• **EXERCISE AIM**: Print every line below that comes at or after the line containing "Target: woman's left hand", exactly as written.

(Stored data entries)
- - - - - - -

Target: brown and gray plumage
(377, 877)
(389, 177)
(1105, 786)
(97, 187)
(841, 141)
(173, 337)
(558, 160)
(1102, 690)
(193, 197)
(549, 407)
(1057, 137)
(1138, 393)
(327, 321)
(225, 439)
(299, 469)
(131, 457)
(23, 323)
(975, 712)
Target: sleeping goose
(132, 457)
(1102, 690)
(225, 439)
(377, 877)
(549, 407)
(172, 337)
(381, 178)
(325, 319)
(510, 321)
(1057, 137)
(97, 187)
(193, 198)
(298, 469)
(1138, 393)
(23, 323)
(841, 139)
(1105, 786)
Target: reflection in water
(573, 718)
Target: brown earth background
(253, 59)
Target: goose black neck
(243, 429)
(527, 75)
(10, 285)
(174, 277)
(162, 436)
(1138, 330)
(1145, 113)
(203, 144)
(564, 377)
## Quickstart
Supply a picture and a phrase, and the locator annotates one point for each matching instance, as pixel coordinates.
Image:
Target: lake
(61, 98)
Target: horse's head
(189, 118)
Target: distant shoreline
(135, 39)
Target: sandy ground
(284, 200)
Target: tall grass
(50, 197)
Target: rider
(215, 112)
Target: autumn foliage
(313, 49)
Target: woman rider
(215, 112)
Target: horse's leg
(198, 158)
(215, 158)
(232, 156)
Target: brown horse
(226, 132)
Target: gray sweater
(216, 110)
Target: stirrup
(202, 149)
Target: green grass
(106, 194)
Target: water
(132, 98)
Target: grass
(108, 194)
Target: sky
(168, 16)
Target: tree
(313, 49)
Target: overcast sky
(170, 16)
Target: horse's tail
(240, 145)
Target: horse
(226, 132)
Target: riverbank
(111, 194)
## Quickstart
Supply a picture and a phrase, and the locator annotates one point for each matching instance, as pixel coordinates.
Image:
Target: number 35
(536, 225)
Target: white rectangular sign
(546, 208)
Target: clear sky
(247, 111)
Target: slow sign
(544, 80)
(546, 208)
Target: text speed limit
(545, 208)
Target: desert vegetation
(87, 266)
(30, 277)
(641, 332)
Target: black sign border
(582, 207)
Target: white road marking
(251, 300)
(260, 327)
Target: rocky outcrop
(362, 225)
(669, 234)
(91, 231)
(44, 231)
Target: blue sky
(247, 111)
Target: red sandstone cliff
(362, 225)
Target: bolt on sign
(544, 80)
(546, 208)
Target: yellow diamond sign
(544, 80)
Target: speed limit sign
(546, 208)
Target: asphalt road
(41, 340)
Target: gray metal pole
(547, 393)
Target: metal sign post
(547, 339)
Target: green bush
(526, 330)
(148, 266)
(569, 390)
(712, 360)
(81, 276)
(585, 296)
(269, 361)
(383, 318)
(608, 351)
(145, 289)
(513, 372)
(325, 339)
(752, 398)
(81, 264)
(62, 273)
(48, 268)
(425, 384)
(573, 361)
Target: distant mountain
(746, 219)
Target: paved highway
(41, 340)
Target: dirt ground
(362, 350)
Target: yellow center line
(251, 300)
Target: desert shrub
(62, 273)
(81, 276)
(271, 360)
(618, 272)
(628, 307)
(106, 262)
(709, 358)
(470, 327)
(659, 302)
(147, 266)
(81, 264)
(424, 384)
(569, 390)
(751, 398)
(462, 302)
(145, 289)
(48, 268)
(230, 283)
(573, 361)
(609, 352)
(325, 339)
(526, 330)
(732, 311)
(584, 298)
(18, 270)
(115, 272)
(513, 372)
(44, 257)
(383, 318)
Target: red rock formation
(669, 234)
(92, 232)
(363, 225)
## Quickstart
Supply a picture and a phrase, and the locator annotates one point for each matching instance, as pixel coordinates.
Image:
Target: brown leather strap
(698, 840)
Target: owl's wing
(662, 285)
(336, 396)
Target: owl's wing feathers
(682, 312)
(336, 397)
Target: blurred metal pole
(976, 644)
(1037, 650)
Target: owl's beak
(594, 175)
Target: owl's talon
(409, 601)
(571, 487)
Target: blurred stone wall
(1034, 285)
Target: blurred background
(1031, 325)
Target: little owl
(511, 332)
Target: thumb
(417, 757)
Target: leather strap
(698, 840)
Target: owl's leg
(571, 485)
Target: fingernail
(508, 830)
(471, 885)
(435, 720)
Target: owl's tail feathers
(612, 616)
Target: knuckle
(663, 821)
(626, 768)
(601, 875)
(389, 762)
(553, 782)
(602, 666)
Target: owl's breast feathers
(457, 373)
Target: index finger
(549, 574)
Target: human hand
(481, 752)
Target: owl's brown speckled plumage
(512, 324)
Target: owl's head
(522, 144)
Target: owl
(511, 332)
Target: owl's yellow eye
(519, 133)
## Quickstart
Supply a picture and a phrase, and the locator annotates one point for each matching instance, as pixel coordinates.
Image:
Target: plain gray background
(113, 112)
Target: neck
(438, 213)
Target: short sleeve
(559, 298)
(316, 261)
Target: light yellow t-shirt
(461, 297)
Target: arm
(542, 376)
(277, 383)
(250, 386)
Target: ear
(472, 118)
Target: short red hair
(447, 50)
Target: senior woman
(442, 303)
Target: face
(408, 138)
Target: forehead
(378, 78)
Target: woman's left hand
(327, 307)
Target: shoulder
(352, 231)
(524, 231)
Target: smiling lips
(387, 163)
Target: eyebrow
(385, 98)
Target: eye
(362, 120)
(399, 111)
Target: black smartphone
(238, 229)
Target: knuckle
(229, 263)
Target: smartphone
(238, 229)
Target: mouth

- - - - - - -

• **RESPONSE AREA**:
Target: woman's left hand
(327, 307)
Target: shoulder
(352, 231)
(524, 231)
Target: smiling lips
(387, 163)
Target: eyebrow
(385, 98)
Target: eye
(362, 120)
(399, 111)
Target: black smartphone
(238, 229)
Target: knuckle
(229, 263)
Target: smartphone
(238, 229)
Target: mouth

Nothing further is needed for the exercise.